# STATED TASK
Report how many lines in the records below contain the string "back". Give only the number.

# DATA FOR THE TASK
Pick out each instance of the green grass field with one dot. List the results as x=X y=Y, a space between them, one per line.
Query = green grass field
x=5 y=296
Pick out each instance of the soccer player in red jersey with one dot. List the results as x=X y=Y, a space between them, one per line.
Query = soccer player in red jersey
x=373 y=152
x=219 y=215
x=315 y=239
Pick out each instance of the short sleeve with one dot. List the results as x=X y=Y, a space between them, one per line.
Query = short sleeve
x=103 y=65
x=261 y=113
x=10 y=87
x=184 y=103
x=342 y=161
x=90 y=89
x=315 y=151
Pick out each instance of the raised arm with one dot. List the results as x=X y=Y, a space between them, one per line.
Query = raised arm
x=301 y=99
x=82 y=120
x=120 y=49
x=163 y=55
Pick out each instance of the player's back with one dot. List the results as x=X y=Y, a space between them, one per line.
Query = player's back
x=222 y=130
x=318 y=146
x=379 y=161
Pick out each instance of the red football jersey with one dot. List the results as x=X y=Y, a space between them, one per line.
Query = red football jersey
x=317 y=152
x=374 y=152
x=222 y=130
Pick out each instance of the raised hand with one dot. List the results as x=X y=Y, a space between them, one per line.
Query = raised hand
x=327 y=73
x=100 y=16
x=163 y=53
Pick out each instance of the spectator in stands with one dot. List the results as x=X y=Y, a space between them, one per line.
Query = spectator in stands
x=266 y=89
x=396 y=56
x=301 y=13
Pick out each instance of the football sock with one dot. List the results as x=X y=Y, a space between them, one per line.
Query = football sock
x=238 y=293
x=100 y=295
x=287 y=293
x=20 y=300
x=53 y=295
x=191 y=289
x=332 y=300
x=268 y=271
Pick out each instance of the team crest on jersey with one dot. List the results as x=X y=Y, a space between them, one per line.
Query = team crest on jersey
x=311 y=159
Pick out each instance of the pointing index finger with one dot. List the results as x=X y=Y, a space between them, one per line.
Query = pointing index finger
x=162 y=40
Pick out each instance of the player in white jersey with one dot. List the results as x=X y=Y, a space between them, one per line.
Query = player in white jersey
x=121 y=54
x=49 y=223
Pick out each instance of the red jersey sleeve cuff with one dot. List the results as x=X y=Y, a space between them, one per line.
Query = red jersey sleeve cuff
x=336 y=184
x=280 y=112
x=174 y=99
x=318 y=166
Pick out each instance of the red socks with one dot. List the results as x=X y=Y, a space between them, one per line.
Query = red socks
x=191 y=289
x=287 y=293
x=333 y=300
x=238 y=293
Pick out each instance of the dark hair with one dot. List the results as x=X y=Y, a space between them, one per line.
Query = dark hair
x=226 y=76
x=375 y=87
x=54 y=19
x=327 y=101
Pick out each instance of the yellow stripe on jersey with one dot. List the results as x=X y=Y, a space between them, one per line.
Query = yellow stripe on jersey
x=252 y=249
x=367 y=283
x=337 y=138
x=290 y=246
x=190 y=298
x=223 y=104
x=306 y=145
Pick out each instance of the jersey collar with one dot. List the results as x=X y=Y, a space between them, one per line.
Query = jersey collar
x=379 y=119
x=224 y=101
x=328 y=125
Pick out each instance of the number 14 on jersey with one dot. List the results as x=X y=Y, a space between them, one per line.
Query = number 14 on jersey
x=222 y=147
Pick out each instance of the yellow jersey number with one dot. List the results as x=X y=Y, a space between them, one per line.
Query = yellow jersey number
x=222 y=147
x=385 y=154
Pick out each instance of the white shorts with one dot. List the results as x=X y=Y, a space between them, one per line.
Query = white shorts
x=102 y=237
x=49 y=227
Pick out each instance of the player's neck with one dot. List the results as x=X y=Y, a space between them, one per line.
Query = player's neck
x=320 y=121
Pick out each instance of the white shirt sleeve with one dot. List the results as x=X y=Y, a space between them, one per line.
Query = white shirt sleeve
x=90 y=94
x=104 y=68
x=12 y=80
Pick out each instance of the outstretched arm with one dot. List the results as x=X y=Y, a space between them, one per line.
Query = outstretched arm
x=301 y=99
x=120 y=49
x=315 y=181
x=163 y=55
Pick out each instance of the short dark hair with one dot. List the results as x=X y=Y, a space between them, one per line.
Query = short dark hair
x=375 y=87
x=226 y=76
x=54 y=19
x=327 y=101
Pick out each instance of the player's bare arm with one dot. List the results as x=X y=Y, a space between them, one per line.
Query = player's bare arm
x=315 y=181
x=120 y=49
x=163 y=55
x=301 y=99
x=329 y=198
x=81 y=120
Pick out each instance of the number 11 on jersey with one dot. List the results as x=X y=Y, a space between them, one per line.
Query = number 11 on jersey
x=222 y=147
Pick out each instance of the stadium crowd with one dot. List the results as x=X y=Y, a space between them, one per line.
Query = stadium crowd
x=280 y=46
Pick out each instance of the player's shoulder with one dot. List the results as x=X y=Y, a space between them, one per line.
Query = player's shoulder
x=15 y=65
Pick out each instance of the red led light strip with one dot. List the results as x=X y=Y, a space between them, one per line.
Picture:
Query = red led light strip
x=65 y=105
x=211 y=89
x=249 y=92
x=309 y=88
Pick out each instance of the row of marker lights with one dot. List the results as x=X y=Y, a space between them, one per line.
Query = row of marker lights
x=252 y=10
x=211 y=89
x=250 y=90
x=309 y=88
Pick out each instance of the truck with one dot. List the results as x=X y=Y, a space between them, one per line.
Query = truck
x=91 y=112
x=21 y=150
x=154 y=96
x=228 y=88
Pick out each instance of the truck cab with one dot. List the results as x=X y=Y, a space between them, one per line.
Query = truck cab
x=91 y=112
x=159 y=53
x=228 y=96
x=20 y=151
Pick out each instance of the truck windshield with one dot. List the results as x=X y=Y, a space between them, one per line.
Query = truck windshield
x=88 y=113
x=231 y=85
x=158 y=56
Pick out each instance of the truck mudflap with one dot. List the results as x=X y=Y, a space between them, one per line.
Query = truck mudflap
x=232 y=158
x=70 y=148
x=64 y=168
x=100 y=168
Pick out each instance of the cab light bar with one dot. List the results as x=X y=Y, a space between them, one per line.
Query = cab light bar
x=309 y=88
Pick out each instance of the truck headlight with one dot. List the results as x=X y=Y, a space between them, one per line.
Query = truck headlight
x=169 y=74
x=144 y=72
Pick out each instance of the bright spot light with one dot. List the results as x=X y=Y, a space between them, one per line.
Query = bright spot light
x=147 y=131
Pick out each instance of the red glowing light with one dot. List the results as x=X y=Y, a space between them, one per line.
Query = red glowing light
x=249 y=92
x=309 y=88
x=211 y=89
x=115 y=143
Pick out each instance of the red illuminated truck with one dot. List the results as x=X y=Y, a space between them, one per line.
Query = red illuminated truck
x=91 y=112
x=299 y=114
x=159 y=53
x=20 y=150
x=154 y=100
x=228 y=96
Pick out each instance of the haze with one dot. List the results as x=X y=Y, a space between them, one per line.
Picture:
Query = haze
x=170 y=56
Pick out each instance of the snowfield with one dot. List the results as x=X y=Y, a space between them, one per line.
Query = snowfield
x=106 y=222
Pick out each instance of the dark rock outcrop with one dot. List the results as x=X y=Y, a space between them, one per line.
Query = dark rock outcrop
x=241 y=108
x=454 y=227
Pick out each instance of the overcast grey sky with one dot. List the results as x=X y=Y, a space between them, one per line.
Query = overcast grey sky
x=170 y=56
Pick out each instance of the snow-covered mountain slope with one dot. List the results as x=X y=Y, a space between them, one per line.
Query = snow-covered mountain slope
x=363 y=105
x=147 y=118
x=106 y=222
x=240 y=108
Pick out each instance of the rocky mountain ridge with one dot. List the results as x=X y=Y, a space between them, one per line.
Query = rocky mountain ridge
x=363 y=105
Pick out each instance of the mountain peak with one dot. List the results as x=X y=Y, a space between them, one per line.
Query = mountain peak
--
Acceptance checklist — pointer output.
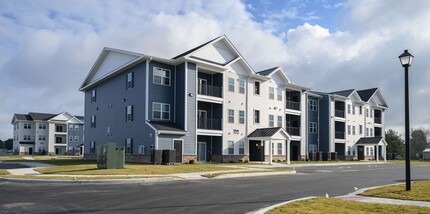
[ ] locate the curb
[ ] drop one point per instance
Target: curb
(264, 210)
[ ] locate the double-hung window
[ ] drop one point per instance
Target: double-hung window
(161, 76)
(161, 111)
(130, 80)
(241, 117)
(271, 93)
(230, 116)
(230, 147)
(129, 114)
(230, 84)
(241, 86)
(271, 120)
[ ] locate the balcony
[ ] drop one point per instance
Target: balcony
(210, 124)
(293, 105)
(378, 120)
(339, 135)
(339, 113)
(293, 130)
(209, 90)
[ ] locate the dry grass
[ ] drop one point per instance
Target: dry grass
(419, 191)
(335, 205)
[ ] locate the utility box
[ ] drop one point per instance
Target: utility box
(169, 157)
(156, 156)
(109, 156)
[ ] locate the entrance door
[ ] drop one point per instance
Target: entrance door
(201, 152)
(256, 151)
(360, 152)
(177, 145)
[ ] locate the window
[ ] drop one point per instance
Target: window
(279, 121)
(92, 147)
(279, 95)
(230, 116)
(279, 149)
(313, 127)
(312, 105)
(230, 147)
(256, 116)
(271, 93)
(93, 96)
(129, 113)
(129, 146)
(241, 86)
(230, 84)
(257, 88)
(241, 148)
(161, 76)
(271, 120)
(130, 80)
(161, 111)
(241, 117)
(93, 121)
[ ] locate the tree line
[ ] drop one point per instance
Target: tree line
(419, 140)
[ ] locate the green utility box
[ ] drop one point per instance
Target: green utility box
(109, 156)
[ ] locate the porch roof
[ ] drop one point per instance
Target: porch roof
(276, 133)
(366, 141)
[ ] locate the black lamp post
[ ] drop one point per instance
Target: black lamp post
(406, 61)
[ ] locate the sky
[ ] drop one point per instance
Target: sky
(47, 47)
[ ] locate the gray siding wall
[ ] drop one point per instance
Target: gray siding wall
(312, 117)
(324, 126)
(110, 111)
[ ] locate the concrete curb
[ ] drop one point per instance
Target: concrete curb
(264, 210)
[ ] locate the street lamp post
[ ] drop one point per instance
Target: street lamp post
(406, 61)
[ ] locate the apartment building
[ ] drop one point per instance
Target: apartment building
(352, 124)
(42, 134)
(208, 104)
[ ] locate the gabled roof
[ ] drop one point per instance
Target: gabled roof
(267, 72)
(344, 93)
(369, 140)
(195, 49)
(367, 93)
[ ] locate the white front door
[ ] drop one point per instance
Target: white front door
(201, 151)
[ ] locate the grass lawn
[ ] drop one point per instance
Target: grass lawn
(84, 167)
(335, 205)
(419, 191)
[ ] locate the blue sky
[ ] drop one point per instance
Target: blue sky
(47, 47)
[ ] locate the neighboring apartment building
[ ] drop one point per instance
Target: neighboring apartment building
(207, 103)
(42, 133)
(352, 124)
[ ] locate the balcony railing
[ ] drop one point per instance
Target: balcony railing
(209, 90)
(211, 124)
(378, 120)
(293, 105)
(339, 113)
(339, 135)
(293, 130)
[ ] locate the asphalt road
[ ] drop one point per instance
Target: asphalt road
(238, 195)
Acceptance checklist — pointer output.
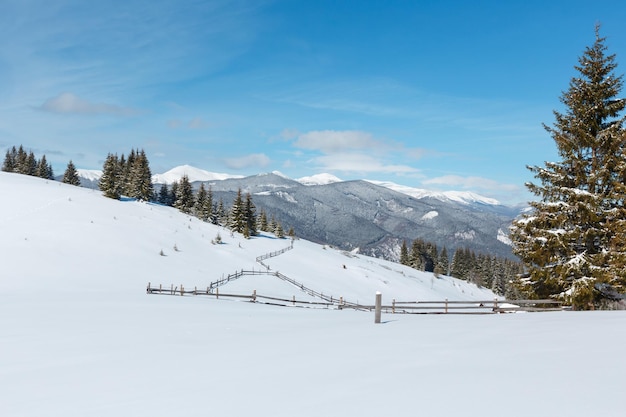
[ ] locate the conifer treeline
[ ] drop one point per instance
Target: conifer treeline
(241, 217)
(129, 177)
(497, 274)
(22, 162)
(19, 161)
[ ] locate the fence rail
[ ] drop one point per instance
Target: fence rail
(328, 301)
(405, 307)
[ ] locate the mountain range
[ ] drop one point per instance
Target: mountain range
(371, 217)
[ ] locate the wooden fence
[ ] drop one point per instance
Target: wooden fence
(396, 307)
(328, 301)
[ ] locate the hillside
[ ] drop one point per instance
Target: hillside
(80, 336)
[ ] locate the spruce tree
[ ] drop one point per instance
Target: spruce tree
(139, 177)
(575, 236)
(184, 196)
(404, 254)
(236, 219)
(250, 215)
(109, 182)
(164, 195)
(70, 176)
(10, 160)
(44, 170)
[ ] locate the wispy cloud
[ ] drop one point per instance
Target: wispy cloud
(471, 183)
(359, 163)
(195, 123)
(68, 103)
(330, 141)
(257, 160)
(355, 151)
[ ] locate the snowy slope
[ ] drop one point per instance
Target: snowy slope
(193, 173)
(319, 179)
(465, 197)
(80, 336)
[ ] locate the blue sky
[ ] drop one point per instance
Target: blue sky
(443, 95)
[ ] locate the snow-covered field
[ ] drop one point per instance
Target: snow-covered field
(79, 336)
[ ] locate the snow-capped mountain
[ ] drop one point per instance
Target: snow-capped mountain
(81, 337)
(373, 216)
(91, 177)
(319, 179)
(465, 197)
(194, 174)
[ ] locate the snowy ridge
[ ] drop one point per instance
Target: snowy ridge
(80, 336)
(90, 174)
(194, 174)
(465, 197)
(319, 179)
==
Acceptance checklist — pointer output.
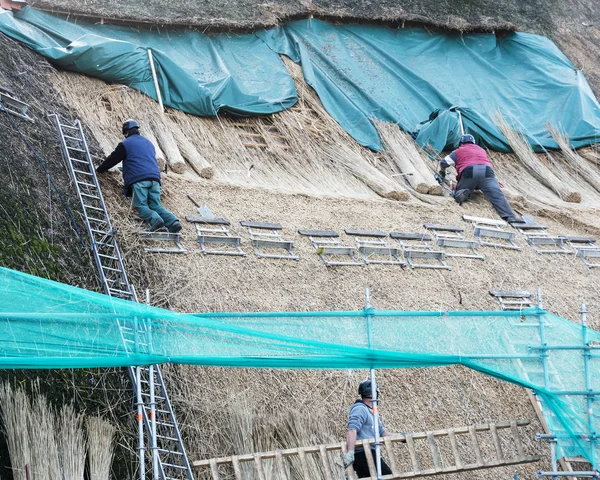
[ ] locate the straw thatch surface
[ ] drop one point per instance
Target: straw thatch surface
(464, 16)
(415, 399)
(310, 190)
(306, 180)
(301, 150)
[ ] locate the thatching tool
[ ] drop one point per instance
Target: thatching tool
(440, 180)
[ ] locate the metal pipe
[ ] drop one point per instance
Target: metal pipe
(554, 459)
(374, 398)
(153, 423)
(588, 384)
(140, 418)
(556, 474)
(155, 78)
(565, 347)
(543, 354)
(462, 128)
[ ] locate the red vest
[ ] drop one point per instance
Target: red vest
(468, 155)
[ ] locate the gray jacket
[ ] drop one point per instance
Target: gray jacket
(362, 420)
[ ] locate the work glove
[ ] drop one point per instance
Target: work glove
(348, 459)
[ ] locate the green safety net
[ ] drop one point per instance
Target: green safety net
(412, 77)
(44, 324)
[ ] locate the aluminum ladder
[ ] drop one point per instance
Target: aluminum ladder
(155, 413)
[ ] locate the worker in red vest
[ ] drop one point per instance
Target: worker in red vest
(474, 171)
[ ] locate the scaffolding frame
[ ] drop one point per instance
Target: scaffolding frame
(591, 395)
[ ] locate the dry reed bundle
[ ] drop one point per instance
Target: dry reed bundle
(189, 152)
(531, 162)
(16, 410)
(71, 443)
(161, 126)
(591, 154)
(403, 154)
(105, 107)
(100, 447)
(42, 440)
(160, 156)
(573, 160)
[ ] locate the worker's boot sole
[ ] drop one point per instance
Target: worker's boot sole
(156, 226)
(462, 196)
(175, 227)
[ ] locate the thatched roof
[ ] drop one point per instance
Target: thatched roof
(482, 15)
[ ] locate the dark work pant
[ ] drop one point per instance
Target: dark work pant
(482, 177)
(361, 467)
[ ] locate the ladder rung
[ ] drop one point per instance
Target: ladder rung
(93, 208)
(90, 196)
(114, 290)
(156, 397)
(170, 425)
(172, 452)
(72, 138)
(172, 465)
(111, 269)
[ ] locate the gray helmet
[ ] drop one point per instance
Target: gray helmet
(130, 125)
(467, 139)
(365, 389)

# SOLUTION TO THIS EXERCISE
2